> _Required action_:
Once the line with "the white baseboard" is found in the data, output it and each following line exactly, up to and including the line with "request | drop a dot on each instance of the floral", and nothing before or after.

> _Record set_:
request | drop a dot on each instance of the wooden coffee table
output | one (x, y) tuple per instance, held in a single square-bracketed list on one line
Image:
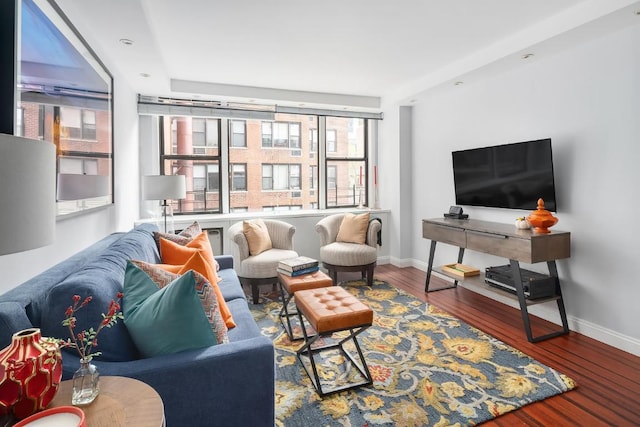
[(122, 402)]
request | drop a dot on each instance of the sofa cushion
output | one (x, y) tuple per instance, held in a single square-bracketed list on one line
[(101, 279), (183, 258), (167, 320), (208, 298), (247, 327), (230, 285), (102, 286), (13, 318)]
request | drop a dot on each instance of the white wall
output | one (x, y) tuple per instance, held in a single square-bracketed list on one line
[(587, 99)]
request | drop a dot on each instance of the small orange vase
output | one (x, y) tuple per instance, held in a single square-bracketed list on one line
[(541, 219)]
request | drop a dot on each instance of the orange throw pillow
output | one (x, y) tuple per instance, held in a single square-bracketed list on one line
[(182, 259)]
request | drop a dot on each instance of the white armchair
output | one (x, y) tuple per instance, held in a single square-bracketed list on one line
[(342, 256), (261, 269)]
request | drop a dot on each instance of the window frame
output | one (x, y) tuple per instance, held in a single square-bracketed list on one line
[(299, 175)]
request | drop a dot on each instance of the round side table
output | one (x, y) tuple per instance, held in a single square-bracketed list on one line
[(122, 402)]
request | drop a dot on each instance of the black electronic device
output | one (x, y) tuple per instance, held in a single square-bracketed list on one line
[(535, 285), (510, 176), (455, 212)]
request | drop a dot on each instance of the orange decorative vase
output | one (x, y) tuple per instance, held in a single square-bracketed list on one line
[(30, 373), (541, 219)]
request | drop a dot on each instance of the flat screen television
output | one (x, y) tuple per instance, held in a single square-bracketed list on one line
[(510, 176)]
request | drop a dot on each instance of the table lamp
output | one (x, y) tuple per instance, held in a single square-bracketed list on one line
[(164, 187), (27, 192)]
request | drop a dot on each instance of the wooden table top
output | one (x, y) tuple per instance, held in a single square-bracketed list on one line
[(122, 402)]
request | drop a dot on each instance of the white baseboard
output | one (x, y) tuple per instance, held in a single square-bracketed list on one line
[(550, 313)]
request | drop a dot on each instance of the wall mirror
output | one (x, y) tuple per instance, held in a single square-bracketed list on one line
[(65, 95)]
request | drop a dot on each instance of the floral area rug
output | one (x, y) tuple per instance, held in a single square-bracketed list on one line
[(428, 368)]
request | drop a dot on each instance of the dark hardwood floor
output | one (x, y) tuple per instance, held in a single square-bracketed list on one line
[(608, 391)]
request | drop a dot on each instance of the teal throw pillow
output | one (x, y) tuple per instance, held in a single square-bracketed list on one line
[(167, 320)]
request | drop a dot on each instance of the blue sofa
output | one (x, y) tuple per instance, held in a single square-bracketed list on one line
[(226, 384)]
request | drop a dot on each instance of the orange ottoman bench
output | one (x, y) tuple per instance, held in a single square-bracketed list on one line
[(289, 285), (330, 310)]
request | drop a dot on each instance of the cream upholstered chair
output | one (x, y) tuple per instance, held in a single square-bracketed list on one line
[(339, 255), (260, 269)]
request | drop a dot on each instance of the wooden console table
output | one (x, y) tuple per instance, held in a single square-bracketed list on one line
[(503, 240)]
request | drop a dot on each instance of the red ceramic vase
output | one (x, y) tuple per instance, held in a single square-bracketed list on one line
[(30, 373)]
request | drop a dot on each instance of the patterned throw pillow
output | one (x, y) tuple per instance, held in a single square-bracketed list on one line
[(184, 258), (205, 291)]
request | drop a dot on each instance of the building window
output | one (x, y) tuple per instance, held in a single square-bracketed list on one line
[(238, 133), (281, 134), (331, 140), (205, 132), (313, 177), (267, 134), (280, 177), (238, 177), (331, 178), (313, 140)]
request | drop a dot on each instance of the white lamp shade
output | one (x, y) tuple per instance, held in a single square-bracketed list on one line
[(27, 192), (164, 187), (76, 186)]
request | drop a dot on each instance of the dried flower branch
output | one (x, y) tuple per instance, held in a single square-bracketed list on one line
[(85, 341)]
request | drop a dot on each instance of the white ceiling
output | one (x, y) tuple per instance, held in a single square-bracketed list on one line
[(389, 49)]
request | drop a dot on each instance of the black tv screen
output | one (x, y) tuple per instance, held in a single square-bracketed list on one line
[(510, 176)]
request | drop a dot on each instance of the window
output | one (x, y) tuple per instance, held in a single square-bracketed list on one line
[(313, 140), (238, 177), (266, 165), (238, 133), (78, 124), (281, 177), (267, 140), (346, 161), (205, 133), (281, 135), (313, 177), (331, 140), (190, 147), (331, 178)]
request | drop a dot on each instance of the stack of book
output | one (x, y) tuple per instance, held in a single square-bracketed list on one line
[(298, 266)]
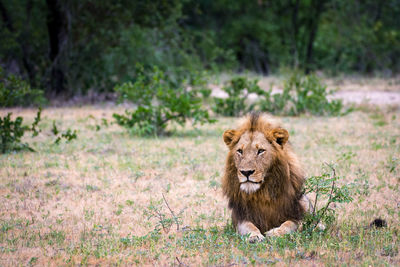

> _Written reply_:
request | drop a dot on each instance of the white baseboard
output | one (x, y) tuple per instance, held in a single square-bracketed list on one line
[(550, 313)]
request | drop a dot on each instance of the wall mirror
output | one (x, y) tuple per instance, held in a single square-bracketed list on one line
[(65, 95)]
request | drop a dot on each instance of the floral area rug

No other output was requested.